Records
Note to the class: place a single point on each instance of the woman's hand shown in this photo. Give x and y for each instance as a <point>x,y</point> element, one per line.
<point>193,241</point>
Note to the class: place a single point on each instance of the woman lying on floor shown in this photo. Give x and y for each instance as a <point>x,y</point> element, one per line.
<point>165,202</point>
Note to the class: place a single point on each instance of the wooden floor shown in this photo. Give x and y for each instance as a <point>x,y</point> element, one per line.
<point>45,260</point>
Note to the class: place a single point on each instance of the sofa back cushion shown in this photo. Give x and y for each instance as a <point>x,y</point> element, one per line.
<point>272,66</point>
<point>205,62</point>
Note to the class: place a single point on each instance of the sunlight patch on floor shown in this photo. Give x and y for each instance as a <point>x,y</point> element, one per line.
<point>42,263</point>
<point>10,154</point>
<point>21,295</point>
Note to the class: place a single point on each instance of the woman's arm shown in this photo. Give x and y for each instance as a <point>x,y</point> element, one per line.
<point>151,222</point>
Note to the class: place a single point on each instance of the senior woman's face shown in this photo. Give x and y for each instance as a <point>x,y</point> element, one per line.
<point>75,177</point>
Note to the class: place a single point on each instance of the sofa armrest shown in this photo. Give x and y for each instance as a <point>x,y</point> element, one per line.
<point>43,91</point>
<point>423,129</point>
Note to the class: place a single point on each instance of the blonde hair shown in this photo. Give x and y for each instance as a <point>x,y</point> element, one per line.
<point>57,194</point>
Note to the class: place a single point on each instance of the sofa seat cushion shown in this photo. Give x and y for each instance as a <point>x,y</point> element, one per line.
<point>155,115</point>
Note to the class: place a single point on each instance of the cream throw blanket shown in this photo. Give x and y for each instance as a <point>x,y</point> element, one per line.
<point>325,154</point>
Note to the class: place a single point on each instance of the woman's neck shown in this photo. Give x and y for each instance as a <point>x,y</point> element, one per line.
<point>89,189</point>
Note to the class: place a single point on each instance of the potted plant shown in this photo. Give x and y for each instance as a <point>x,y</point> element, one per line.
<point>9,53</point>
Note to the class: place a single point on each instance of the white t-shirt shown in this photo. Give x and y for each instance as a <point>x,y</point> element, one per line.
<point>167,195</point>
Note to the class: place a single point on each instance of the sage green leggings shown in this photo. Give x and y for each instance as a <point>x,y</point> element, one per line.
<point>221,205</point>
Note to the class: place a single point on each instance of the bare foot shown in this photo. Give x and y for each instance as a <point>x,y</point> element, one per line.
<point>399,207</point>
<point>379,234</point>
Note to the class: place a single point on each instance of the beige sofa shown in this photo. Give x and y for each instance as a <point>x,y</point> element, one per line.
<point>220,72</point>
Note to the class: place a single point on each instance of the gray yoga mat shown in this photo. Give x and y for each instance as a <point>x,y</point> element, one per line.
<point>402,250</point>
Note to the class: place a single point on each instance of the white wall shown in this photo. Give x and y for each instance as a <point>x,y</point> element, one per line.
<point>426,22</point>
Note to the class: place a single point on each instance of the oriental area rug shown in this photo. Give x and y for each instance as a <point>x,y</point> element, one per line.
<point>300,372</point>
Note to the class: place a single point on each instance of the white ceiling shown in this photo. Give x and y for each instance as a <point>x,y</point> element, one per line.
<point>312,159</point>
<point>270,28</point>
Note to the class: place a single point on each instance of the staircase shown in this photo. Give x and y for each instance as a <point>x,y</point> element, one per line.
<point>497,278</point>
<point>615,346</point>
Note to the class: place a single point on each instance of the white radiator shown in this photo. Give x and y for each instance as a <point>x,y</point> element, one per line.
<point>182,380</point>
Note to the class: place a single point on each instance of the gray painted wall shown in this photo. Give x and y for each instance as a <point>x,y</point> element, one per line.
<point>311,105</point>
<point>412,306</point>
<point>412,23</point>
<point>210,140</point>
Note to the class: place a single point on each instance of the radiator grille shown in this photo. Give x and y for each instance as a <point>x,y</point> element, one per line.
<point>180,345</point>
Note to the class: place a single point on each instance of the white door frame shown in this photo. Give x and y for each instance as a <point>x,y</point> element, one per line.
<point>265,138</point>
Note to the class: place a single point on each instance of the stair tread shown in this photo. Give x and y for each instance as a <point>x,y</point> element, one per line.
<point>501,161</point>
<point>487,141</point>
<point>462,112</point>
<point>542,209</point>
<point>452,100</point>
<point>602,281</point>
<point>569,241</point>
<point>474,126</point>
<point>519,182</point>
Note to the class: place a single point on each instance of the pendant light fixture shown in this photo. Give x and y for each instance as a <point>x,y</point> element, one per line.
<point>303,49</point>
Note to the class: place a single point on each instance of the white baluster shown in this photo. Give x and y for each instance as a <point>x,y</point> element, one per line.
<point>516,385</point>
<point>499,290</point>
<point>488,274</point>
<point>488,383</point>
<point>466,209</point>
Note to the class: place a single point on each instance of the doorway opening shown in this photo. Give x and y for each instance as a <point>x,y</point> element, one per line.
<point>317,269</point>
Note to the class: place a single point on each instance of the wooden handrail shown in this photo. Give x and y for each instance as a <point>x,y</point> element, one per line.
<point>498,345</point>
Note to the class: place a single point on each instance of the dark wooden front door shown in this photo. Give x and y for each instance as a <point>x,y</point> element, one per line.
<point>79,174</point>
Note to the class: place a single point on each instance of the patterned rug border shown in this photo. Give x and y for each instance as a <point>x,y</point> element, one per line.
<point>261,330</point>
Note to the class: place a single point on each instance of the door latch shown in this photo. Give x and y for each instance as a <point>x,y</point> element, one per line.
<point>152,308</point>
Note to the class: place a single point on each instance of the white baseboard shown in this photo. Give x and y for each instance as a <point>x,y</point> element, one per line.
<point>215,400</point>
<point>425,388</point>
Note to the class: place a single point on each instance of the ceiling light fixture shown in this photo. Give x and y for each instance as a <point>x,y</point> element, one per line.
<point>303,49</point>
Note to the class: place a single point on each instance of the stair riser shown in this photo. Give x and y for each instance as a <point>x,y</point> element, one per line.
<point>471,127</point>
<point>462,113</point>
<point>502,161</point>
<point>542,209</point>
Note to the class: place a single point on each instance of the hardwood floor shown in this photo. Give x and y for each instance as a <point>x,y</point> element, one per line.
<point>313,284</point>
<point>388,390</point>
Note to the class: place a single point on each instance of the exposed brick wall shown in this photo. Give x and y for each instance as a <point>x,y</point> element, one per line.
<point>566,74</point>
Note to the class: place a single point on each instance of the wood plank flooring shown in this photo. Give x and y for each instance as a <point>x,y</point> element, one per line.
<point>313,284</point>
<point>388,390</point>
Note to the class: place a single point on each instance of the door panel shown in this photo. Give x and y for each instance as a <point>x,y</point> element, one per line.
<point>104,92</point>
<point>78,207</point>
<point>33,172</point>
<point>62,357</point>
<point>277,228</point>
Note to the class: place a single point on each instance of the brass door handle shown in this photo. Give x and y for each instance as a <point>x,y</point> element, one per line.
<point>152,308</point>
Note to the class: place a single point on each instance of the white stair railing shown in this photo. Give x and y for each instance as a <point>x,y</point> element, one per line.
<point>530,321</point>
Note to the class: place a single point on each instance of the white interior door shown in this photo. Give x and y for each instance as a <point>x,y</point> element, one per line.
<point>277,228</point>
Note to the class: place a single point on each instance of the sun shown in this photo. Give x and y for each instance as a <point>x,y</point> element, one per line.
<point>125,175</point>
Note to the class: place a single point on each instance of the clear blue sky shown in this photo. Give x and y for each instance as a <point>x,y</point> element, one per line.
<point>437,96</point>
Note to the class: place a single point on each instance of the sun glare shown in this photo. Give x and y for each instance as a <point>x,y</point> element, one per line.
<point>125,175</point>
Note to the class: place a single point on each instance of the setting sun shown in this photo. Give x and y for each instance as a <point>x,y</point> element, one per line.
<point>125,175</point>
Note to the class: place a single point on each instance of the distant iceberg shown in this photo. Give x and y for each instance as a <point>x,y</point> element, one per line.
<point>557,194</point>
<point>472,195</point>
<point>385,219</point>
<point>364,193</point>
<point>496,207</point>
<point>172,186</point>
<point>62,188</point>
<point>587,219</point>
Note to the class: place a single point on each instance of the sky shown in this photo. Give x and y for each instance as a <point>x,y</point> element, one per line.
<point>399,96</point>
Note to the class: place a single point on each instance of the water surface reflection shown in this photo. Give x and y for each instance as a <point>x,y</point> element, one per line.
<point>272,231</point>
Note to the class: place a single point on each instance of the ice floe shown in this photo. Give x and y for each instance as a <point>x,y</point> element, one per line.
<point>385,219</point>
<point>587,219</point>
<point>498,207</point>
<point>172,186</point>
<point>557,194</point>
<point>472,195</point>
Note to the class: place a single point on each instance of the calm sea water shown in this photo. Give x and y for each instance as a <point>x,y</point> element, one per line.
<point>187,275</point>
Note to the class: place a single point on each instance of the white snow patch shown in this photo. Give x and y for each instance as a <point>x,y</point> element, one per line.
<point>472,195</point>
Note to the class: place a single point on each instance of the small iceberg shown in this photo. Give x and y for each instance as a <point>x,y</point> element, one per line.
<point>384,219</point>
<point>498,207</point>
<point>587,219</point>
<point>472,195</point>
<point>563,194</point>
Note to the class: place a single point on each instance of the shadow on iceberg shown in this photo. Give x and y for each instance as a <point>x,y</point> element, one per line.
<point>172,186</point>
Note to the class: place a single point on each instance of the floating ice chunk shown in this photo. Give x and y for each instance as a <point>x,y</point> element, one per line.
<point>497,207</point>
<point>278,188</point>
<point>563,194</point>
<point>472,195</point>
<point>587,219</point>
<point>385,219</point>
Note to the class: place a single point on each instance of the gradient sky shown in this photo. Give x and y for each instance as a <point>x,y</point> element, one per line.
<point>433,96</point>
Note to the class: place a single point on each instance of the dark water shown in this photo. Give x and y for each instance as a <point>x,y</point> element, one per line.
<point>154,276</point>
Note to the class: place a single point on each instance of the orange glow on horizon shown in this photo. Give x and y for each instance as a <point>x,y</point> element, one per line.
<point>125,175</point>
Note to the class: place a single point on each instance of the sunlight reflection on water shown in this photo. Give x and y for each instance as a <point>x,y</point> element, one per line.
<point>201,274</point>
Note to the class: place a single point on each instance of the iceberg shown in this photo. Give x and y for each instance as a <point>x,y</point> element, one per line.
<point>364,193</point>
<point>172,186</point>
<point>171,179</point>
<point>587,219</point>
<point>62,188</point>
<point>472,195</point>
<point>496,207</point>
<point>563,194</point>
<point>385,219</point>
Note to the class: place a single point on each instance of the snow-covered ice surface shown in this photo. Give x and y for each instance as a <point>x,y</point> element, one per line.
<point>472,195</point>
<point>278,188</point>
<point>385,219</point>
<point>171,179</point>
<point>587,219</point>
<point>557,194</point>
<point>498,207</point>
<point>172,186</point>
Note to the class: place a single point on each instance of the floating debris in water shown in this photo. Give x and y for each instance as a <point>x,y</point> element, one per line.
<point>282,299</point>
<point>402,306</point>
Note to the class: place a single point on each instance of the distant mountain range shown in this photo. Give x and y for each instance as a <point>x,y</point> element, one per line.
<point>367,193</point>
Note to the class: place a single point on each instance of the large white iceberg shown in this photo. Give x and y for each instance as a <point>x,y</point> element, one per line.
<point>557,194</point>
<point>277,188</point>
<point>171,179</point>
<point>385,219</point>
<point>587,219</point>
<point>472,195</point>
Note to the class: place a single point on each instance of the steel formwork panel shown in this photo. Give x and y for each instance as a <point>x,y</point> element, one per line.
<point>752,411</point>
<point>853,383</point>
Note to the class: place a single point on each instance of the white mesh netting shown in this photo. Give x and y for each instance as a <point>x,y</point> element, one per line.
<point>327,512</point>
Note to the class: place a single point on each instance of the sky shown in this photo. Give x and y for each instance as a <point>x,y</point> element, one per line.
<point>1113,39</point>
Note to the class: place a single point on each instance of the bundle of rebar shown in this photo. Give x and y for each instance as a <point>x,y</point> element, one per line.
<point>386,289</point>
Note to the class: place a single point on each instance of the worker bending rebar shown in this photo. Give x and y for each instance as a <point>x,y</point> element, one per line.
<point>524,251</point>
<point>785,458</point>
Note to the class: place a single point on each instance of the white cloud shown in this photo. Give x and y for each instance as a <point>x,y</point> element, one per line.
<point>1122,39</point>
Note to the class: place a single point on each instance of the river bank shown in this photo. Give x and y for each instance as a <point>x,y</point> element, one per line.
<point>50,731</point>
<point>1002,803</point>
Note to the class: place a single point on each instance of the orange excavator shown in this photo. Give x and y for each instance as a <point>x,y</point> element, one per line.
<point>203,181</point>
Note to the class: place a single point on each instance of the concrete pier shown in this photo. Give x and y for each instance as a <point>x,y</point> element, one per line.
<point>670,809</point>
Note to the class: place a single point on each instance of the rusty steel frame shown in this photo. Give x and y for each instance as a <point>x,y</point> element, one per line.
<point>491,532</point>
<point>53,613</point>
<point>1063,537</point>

▶ _AIM_: Write out the material exactly, from its first line through the line containing "<point>193,241</point>", and nothing more.

▶ _CORRECT RESULT_:
Note to the class: place a single point on each instance of the woman's hand shown in this photo. Give x and y for each instance as a <point>x,y</point> element, one per line.
<point>193,241</point>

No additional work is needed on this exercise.